LATIHAN 1
Sebutkan setiap angka berbeda yang dipakai artikel tentang rekomendasi UPR untuk menyatakan jumlah rekomendasi.
LATIHAN 2
Salin kembali dari artikel tentang rekomendasi UPR seluruh bagian mulai dari "Indonesia telah melaporkan" terus sampai ke "langkah pemerintah Indonesia.".

TEKS BACAAN
==================================================

Dinilai Abai Rekomendasi UPR, Koalisi: Komitmen Pemerintah Terhadap HAM Dipertanyakan
Terbaru

Dinilai Abai Rekomendasi UPR, Koalisi: Komitmen Pemerintah Terhadap HAM Dipertanyakan

Dari 269 rekomendasi sidang UPR putaran keempat pada November 2022, pemerintah Indonesia hanya menerima 205 rekomendasi dan menolak 59 lainnya. Ada 5 rekomendasi diterima sebagian.

Ady Thea DA
Bacaan 4 Menit
Hukumonline
Hukumonline

Indonesia telah melaporkan situasi Hak Asasi Manusia (HAM) kepada PBB melalui Universal Periodic Review(UPR) Putaran Keempat di Jenewa, Rabu (09/11/2022) lalu. Berbagai negara dalam  dalam forum PBB memberikan rekomendasi kepada pemerintah Indonesia untuk membenahi situasi hak asasi manusia (HAM). Melansir data resmi Komisaris Tinggi HAM PBB (OHCHR), dari 269 rekomendasi pemerintah Indonesia hanya menerima 205 dan menolak 59 rekomendasi. Selain itu ada 5 rekomendasi yang diterima sebagian. Koalisi Masyarakat Sipil untuk Pemantauan UPR pun menyesalkan langkah pemerintah Indonesia.

==================================================

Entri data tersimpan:
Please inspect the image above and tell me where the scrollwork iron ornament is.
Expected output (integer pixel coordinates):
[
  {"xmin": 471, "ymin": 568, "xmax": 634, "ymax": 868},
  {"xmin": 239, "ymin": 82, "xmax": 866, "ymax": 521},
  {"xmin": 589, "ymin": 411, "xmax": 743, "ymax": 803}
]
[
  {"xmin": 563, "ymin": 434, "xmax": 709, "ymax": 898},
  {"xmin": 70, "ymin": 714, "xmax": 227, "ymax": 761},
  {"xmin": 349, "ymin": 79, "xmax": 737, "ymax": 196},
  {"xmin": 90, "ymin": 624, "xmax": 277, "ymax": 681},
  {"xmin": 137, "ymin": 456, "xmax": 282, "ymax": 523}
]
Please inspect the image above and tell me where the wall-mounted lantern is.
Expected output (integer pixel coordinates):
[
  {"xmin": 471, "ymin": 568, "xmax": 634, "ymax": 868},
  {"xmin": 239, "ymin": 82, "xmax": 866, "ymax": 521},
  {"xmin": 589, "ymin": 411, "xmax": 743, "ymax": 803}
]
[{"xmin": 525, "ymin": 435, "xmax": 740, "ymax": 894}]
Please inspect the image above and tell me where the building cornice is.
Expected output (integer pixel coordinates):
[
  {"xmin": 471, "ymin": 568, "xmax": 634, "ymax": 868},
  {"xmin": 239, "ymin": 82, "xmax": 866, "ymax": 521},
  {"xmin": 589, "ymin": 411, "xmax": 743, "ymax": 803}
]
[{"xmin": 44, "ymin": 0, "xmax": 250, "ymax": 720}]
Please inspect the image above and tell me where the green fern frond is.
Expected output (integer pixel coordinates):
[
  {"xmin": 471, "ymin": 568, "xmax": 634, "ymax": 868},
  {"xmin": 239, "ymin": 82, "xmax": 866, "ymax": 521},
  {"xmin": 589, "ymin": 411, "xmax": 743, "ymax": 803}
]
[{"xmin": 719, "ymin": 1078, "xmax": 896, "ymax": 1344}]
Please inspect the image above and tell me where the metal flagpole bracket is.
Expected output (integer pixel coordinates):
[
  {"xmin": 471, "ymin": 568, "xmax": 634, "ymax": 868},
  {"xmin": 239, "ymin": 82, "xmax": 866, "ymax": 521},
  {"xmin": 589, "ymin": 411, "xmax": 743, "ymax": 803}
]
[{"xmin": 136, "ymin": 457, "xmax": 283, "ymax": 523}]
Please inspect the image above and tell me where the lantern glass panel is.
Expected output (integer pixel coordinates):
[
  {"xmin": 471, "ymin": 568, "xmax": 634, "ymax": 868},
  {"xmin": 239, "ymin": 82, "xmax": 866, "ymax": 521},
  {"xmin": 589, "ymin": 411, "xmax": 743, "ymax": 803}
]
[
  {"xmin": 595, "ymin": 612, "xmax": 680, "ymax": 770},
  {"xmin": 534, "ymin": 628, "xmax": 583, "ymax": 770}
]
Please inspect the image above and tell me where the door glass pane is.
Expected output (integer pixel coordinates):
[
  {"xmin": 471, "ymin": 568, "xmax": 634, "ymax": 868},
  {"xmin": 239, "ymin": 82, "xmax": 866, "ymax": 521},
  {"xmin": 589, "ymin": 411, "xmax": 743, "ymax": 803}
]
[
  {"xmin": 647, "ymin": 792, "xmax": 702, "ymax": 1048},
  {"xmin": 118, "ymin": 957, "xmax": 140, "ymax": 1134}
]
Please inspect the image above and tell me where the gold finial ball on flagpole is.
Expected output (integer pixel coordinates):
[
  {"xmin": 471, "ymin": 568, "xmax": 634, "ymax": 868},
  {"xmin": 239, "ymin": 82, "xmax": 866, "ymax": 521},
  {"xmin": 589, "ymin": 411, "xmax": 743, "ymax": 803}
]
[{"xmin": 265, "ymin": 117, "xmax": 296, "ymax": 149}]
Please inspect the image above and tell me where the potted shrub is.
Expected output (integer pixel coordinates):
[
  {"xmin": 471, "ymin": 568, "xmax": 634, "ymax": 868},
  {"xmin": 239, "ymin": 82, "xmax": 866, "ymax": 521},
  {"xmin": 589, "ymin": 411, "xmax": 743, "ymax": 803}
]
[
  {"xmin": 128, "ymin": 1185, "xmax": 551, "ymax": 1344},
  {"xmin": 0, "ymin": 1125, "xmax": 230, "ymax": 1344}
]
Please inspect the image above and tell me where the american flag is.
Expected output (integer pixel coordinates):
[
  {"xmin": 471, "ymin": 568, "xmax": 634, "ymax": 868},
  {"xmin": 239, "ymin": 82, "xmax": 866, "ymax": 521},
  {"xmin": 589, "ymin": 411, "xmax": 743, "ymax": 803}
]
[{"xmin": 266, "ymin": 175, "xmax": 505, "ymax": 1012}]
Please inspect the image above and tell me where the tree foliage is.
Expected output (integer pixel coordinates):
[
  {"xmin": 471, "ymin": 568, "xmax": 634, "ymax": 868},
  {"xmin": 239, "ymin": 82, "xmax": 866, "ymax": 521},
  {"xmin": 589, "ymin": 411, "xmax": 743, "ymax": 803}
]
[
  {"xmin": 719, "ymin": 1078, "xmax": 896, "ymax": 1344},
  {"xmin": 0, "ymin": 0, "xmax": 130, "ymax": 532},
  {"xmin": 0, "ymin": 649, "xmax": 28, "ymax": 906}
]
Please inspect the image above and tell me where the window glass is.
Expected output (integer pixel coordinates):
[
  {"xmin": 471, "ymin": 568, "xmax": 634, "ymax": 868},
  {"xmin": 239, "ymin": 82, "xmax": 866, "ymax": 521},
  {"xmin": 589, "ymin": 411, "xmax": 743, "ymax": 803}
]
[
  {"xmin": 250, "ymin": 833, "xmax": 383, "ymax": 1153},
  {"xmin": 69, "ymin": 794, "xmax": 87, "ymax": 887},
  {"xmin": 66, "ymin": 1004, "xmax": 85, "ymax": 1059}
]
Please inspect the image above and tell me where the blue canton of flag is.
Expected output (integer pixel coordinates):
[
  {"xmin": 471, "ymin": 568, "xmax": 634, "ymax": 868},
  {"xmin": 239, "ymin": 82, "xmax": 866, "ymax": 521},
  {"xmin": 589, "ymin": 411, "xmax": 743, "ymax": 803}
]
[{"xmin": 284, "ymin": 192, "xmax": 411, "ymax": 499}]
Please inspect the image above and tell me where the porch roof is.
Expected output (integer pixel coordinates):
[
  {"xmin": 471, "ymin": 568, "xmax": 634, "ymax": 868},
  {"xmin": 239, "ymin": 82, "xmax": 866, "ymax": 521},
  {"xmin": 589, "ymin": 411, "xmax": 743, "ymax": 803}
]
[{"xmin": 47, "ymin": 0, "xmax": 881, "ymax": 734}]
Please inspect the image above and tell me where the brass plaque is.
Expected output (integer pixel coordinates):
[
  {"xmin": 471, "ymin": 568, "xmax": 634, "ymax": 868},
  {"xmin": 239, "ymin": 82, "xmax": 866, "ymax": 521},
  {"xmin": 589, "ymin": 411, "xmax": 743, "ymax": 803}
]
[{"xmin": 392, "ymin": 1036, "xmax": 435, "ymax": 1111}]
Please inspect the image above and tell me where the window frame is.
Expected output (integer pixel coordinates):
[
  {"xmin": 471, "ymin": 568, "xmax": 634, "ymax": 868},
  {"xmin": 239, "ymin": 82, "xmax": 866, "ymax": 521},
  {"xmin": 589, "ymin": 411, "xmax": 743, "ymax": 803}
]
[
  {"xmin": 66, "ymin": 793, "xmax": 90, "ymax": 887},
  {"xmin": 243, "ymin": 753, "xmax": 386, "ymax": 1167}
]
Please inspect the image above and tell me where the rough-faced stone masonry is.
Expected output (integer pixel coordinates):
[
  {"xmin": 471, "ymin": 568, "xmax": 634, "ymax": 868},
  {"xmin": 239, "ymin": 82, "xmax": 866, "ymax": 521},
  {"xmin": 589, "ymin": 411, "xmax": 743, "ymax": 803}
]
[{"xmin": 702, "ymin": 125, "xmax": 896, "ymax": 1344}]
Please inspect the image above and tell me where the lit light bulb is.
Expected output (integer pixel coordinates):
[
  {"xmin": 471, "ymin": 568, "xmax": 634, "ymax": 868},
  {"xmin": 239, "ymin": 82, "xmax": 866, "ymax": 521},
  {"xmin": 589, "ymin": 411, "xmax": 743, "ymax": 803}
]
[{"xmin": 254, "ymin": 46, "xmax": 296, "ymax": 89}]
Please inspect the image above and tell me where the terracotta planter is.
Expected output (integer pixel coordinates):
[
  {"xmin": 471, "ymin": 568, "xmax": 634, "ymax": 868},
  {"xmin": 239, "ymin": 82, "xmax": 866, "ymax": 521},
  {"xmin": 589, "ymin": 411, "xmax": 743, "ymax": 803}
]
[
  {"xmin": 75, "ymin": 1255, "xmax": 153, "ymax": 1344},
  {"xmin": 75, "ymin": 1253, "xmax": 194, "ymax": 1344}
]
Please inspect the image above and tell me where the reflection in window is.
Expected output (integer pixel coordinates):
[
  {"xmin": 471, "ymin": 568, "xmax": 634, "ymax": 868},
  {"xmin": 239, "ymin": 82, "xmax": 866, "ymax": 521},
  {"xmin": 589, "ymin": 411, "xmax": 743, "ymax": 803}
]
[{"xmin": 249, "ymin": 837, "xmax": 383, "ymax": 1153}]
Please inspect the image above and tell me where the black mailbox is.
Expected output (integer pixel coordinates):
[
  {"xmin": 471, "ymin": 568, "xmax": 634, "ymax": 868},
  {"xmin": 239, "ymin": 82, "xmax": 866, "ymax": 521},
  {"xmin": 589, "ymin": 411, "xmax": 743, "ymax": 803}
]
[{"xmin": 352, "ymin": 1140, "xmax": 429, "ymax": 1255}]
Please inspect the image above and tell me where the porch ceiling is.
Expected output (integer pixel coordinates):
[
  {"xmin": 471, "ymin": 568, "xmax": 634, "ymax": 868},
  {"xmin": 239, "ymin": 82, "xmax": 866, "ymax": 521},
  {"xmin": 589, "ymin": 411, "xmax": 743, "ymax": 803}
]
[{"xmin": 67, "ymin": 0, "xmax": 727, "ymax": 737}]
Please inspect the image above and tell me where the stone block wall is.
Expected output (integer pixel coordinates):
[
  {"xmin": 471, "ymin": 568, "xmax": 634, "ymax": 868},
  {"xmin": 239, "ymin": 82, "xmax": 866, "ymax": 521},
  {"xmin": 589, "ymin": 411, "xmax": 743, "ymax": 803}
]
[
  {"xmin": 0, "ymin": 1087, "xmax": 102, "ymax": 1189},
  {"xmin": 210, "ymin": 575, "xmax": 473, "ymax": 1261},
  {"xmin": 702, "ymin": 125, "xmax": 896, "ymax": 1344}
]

==================================================

KOLOM JAWABAN 1
269, 205, 59, dan 5.

KOLOM JAWABAN 2
Indonesia telah melaporkan situasi Hak Asasi Manusia (HAM) kepada PBB melalui Universal Periodic Review(UPR) Putaran Keempat di Jenewa, Rabu (09/11/2022) lalu. Berbagai negara dalam  dalam forum PBB memberikan rekomendasi kepada pemerintah Indonesia untuk membenahi situasi hak asasi manusia (HAM). Melansir data resmi Komisaris Tinggi HAM PBB (OHCHR), dari 269 rekomendasi pemerintah Indonesia hanya menerima 205 dan menolak 59 rekomendasi. Selain itu ada 5 rekomendasi yang diterima sebagian. Koalisi Masyarakat Sipil untuk Pemantauan UPR pun menyesalkan langkah pemerintah Indonesia.